# [Problem description]
Copy the data below verbatim, starting at the line containing "lapel in the photograph above." and continuing through the final line of the data, with both ends included.

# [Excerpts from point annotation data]
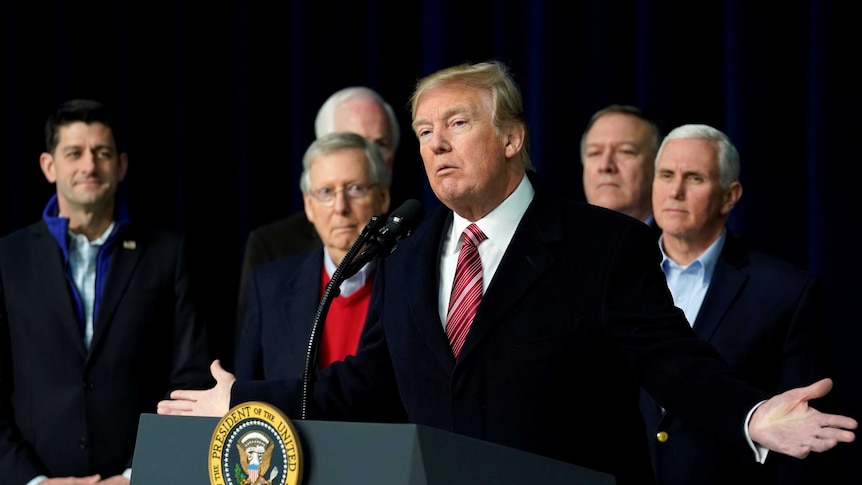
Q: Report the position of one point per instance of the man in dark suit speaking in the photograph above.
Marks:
(544, 348)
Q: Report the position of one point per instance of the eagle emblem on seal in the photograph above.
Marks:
(255, 453)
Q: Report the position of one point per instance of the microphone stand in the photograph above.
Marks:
(345, 270)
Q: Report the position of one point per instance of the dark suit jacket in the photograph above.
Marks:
(766, 318)
(64, 410)
(577, 315)
(279, 239)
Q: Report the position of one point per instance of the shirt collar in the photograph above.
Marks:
(707, 259)
(499, 224)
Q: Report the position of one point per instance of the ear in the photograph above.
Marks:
(306, 202)
(514, 140)
(123, 166)
(731, 197)
(384, 201)
(46, 162)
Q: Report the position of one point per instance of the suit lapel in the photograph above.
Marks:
(47, 259)
(726, 284)
(124, 260)
(300, 317)
(422, 251)
(526, 259)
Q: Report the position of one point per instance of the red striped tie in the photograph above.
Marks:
(466, 289)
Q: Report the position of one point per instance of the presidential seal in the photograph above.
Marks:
(255, 444)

# [Right answer]
Q: Report the position of one point per instance of the suit lapel in the photograph above.
Marks:
(47, 259)
(726, 284)
(124, 260)
(300, 317)
(422, 251)
(526, 259)
Q: Report the position of one point per instance of the red striped tie in the photograph above.
Marks:
(466, 289)
Q: Report the position of one point per instance of the presidential seal in the photograph above.
Marks:
(255, 444)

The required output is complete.